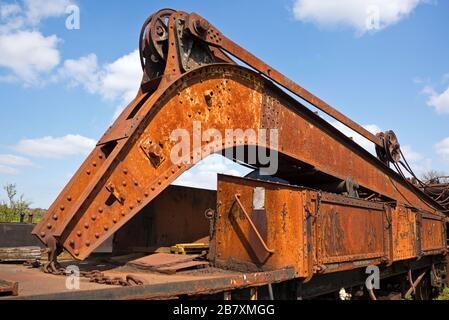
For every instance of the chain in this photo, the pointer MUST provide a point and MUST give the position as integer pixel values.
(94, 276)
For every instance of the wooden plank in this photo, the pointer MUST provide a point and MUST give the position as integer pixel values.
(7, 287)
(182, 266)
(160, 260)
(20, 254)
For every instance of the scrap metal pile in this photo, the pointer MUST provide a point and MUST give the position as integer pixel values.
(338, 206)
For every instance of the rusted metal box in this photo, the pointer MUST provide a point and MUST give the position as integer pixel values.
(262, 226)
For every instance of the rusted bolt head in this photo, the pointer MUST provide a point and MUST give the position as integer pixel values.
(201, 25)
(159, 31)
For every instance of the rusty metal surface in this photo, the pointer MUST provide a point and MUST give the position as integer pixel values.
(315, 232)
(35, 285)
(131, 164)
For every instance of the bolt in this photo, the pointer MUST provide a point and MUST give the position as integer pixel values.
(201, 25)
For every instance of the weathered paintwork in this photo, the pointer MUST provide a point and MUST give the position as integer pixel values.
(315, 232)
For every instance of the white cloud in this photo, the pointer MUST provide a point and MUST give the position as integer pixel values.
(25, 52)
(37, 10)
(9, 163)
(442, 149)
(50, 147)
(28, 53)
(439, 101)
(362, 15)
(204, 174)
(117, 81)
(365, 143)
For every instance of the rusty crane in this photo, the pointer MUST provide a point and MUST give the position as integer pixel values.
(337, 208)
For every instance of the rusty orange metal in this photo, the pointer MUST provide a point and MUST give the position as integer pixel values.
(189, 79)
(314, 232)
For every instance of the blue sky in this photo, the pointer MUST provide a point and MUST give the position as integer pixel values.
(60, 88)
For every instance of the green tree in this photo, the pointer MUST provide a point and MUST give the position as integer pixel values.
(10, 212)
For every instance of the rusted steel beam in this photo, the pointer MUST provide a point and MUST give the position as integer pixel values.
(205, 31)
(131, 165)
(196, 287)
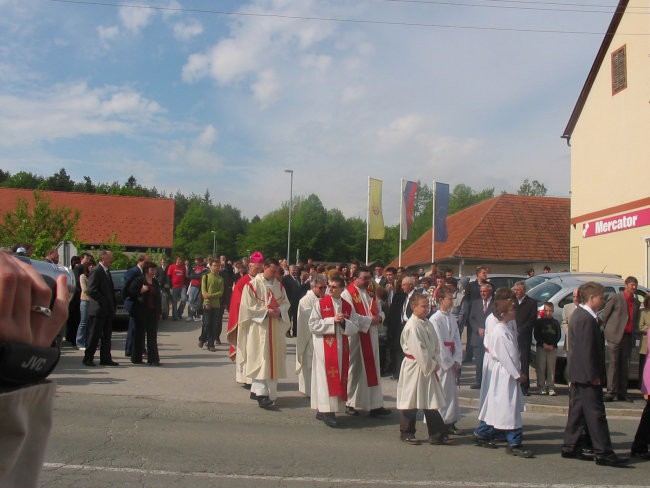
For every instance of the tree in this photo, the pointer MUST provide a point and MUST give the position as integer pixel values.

============

▶ **Activity**
Exactly the lines from the one with "For every instance of the weathered" through the end of the entries above must be written out, and no pictures may be included.

▶ **Completed exercise**
For every instance of the weathered paintwork in this photo, the pointer MUST provide a point and MUST give the position as integer pixel values.
(315, 232)
For every instance of the white cloud in this photo, the pointer MUST provide a point and MUST give the position as integer pixel values.
(25, 52)
(37, 10)
(9, 163)
(442, 149)
(50, 147)
(28, 53)
(439, 101)
(362, 15)
(204, 174)
(117, 81)
(365, 143)
For every instance of the rusty crane in this photo, the pointer MUST provide a point and MUST give the position as integer pixel values.
(337, 208)
For every instance of the rusty orange metal in this photo, the pointer MUST provide a point and MUST give the position as integer pixel values.
(189, 79)
(314, 232)
For every instance of the blue sky in this photo, the pointer MUST provide a point and MUST give the position as integer pixel values.
(60, 88)
For every instance of the green tree in this photo, the pointer MUST provide a point and MUST give the position as integer pixel values.
(10, 212)
For every instance of the rusted steel beam in this photo, the pointer MUST provide a point and MUST give the position as integer pixel values.
(205, 31)
(131, 165)
(196, 287)
For every instance of the tree in this photo, the pointer MUST provide a point and MUST give the position as integer pixel values.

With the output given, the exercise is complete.